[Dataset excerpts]

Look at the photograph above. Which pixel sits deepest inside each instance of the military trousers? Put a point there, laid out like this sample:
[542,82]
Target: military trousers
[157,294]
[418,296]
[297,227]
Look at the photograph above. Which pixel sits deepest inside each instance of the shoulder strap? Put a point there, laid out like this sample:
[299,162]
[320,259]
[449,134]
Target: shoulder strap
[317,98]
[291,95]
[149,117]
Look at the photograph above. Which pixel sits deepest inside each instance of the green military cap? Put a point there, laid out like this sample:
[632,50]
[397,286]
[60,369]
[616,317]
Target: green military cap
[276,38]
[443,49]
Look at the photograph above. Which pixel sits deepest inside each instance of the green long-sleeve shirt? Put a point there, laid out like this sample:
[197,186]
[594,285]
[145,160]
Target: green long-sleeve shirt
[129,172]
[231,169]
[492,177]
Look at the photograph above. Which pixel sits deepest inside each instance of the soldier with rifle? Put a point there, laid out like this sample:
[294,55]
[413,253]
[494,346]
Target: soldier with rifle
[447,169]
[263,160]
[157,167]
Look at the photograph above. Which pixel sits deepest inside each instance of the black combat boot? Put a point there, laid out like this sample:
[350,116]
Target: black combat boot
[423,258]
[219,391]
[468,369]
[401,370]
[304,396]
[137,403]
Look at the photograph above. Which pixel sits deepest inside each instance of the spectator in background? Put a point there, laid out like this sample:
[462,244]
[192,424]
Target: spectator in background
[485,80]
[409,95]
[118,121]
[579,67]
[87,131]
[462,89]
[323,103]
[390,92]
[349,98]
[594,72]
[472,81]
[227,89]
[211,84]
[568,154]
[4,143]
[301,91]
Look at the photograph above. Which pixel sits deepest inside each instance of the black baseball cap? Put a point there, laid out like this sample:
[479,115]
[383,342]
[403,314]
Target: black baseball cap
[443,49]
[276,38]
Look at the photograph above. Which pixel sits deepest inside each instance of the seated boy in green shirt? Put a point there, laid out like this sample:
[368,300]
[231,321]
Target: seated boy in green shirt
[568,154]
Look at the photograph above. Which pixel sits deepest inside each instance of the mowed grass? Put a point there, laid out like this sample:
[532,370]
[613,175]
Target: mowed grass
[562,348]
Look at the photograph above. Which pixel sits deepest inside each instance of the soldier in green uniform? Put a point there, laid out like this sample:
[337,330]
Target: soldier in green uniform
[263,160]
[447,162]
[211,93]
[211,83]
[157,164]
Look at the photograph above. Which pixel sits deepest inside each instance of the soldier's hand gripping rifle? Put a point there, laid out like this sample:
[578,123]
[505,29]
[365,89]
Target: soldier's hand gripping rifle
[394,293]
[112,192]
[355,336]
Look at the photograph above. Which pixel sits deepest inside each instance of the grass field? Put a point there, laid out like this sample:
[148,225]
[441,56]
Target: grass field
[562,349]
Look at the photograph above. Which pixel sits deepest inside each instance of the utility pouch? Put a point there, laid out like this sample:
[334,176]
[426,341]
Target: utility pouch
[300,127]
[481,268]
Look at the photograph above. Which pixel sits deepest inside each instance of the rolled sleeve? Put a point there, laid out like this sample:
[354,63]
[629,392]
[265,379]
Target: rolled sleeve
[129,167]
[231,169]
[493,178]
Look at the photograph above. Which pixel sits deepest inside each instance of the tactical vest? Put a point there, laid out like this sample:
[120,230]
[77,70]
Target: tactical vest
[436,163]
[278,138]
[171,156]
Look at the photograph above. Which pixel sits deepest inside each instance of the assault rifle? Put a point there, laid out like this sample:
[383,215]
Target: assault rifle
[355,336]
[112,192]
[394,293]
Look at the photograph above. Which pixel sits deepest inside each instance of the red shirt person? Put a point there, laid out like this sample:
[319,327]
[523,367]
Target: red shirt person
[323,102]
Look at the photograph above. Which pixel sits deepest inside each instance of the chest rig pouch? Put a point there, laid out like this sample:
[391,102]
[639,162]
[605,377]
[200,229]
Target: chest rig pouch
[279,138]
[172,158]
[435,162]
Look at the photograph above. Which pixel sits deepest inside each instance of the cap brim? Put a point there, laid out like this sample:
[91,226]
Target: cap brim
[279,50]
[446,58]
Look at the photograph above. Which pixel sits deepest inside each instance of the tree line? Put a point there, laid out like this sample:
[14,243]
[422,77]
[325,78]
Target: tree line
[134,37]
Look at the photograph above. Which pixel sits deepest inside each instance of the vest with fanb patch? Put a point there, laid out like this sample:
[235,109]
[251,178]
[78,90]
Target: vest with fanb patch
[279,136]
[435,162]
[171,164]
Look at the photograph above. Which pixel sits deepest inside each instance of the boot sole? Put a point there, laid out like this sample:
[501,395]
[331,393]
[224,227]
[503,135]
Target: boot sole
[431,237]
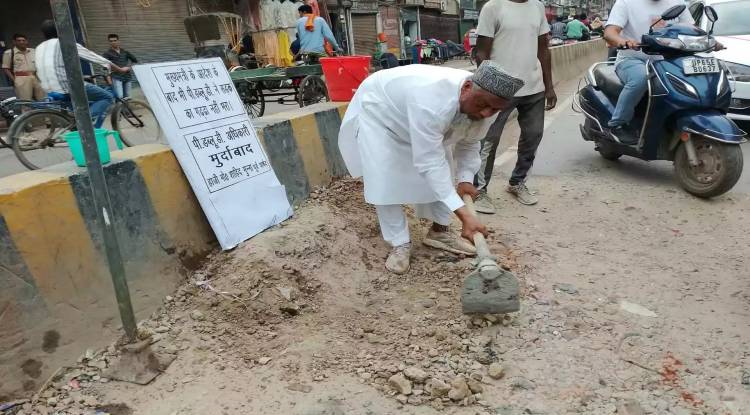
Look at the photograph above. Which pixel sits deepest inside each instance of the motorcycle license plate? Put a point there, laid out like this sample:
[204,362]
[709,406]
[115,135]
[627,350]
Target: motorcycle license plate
[694,66]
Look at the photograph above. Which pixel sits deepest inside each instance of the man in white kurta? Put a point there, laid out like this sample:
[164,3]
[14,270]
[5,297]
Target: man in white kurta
[412,133]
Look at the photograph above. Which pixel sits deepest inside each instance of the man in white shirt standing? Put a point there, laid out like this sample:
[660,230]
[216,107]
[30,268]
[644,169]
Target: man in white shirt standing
[412,132]
[628,21]
[51,72]
[513,33]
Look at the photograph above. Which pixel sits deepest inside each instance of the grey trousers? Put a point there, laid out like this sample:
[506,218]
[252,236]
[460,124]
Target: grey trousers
[531,120]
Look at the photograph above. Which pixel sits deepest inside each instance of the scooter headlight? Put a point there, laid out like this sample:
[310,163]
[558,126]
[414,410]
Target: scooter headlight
[670,43]
[741,73]
[697,43]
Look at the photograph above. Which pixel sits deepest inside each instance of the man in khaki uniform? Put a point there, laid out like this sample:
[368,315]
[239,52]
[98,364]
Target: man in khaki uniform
[19,65]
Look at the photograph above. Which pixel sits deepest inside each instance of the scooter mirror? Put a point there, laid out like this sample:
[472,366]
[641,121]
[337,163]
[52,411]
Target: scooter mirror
[711,14]
[673,12]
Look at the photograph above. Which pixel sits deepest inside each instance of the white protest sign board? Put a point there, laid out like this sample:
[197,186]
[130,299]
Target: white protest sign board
[212,137]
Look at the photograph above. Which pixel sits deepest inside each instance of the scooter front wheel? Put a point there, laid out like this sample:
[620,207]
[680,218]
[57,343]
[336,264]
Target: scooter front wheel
[718,170]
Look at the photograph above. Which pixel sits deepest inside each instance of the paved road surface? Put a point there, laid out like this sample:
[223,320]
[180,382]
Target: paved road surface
[563,152]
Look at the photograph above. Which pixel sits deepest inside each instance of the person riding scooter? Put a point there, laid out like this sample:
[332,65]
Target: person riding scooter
[683,118]
[628,21]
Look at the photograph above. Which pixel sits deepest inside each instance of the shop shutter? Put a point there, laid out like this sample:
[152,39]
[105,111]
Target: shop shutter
[441,27]
[153,34]
[365,31]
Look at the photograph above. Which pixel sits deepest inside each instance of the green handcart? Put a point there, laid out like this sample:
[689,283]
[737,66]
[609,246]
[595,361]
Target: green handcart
[296,85]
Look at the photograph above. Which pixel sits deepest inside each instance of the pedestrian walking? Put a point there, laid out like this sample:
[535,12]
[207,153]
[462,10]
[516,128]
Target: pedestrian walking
[121,82]
[513,33]
[412,132]
[19,63]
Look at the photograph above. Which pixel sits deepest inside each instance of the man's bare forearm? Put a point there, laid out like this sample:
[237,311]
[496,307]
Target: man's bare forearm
[484,49]
[545,58]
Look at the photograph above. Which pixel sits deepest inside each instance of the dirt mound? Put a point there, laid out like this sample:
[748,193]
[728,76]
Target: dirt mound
[321,273]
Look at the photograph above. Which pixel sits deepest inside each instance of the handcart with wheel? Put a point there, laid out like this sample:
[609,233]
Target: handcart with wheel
[296,85]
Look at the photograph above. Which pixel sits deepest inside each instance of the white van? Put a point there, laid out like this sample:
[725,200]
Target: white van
[733,31]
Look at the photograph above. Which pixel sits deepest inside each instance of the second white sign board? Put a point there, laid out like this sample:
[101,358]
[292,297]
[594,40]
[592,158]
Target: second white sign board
[212,137]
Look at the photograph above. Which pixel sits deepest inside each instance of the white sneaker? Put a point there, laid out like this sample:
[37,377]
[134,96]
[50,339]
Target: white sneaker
[399,259]
[449,241]
[484,204]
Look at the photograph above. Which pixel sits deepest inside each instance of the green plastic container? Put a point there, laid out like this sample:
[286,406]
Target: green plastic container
[76,146]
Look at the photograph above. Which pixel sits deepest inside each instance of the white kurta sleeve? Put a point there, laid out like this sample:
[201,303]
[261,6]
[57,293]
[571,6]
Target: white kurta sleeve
[427,134]
[468,160]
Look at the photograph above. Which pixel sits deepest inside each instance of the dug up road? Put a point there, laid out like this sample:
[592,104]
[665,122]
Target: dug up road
[635,300]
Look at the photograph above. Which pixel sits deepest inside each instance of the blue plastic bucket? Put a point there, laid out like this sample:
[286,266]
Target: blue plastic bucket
[76,146]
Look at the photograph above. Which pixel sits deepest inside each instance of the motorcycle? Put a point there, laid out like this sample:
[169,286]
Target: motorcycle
[682,118]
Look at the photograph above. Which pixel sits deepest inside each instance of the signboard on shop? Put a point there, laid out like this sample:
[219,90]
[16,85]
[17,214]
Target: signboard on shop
[470,14]
[216,145]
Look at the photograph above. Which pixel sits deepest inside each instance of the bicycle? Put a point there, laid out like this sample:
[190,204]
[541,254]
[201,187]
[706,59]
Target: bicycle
[37,135]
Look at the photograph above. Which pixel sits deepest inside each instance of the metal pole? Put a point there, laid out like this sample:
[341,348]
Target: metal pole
[419,26]
[100,195]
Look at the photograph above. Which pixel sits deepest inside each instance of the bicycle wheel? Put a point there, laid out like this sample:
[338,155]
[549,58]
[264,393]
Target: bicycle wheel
[136,123]
[312,90]
[37,138]
[252,97]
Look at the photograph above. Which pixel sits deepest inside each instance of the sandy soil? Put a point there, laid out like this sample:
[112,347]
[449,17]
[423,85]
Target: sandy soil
[636,299]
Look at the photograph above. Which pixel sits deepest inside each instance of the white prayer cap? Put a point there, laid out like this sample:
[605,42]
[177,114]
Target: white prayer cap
[493,79]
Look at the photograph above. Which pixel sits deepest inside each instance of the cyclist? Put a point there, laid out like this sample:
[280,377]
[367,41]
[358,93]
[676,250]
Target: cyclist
[51,72]
[313,32]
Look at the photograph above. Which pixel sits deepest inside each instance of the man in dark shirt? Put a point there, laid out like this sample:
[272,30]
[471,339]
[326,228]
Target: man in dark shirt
[122,58]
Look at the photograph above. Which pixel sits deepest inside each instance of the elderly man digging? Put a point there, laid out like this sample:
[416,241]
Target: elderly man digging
[412,132]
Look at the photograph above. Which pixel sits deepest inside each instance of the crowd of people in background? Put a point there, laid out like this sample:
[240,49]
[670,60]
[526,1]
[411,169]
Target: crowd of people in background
[21,65]
[576,27]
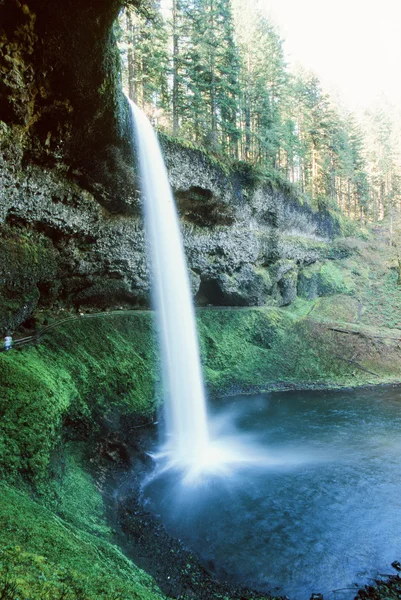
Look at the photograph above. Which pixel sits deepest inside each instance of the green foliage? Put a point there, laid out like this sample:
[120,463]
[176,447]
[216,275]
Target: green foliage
[322,280]
[266,348]
[84,371]
[51,559]
[213,72]
[28,275]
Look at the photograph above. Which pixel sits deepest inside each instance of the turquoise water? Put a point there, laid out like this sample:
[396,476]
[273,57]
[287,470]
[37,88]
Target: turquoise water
[321,514]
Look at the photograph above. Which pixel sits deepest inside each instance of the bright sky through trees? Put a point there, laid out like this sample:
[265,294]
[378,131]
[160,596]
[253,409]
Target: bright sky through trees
[354,46]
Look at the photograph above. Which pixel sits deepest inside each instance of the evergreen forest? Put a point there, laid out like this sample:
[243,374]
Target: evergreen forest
[214,74]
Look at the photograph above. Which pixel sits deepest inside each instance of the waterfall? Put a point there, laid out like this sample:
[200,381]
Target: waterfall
[185,403]
[189,446]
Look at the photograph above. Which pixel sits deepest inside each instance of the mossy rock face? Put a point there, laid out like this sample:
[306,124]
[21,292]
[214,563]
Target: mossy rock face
[88,373]
[322,280]
[28,276]
[60,82]
[50,557]
[249,286]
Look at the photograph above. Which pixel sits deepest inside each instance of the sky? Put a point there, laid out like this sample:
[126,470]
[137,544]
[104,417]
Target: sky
[354,46]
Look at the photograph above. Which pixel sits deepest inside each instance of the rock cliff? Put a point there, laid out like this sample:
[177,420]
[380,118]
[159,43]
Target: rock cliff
[72,234]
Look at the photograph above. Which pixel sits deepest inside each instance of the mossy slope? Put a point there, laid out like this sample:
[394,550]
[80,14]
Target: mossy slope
[85,372]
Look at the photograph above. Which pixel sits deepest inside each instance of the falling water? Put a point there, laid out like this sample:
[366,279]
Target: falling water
[187,428]
[189,447]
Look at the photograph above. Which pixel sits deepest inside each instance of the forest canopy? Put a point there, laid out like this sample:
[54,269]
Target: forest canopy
[214,73]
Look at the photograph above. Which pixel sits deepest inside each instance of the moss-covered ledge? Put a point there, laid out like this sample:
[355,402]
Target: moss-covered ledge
[85,375]
[96,372]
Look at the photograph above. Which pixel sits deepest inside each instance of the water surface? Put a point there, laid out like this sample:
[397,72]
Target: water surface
[322,513]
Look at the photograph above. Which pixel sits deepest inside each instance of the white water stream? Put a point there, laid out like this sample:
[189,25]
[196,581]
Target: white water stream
[189,446]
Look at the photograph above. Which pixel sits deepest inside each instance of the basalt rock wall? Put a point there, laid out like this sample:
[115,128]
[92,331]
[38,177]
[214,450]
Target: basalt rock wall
[70,218]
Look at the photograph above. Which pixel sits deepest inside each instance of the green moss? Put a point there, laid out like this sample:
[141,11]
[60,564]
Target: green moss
[265,347]
[84,371]
[76,498]
[44,556]
[322,280]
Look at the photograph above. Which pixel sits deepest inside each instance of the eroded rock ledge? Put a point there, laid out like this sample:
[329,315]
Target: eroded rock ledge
[70,220]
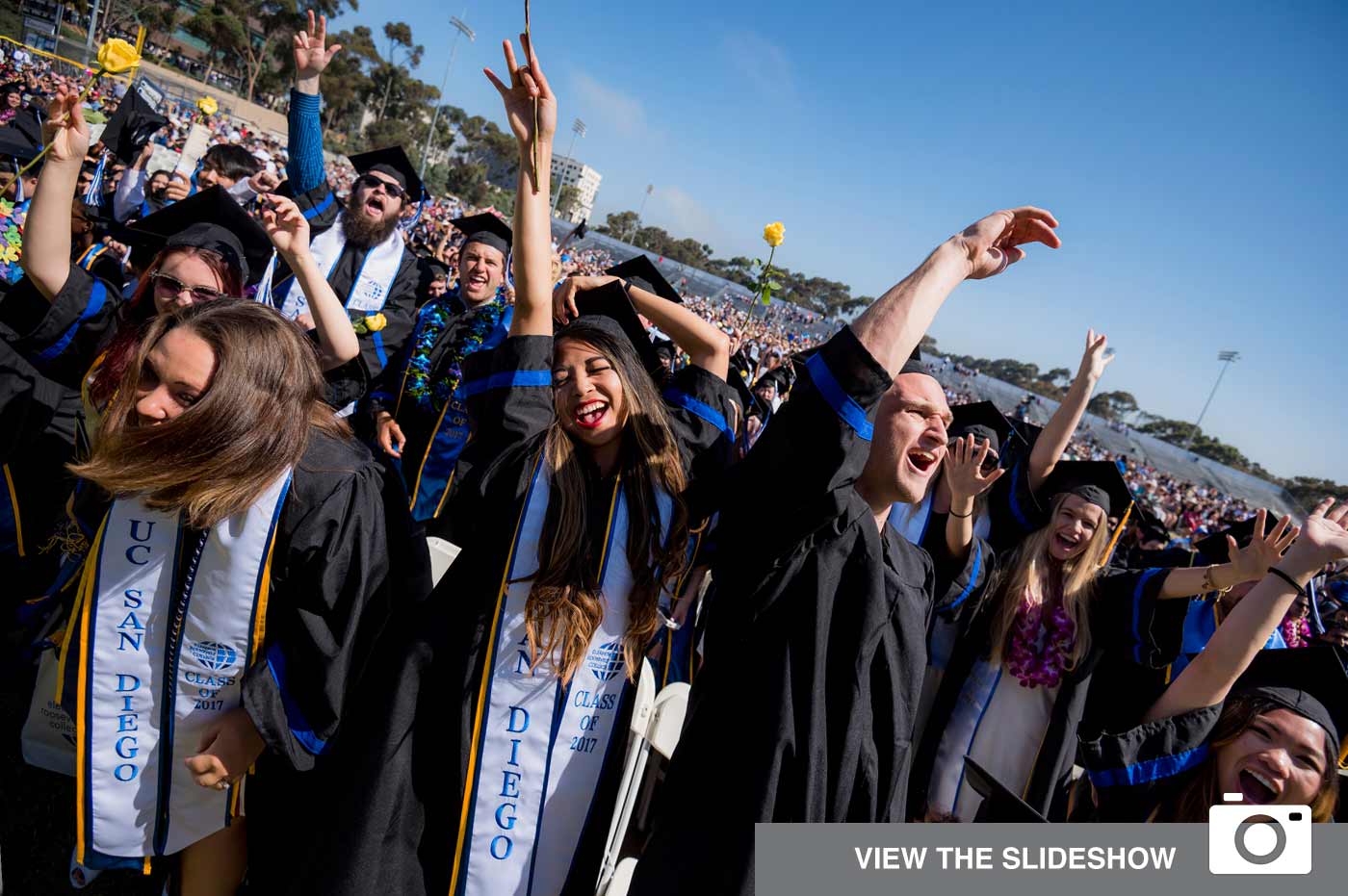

> [PROBLEM REQUIREMENTS]:
The answer must be an exact transcription of the lines from the one containing "of the falling" through the last line of the records above, both included, with no pictures.

> [RESPONSE TO THE TASK]:
Look at the photograph above. Which pixel sits deepest inside each instance of the falling water? Put a point there, laid out like this sample:
[366,279]
Target: falling water
[187,428]
[189,447]
Look at the photograph above. Which pixel sits deepest inside each instance of the forest canopy? Put a point there, laid out like this sample:
[54,269]
Target: forest canopy
[214,73]
Look at the photograph above. Which pixel sits deepest inside each instance of the moss-covered ledge? Put a point there, laid out like this sample:
[355,402]
Target: moss-covered ledge
[85,375]
[96,372]
Look at the photograph above. Which pixel sits deepest inside each instance of the water surface? Put a point there, laid out like this sample:
[397,72]
Target: water surface
[322,513]
Look at the photograph above. Which pixel sits deepest inside each instance of the white water stream? Put a point there, laid out like this sample:
[189,25]
[196,581]
Target: white water stream
[189,446]
Look at the photograph above. Which pixel sits deepest inside each instance of the basalt rock wall? Put a point there, laid out like this sample:
[115,128]
[92,331]
[38,177]
[214,450]
Target: basalt rock wall
[70,218]
Look at the photograph above. Which pixel sits deepest inside each instance of the green moss? Put a point there, laid out like this sample:
[141,11]
[60,564]
Target: green moss
[265,347]
[84,371]
[76,498]
[44,556]
[322,280]
Look at the photograph above. Which pixel sits deepest inside each instance of the eroded rock ledge? Put a point there, laid out like this sample:
[329,315]
Target: eroded rock ledge
[70,220]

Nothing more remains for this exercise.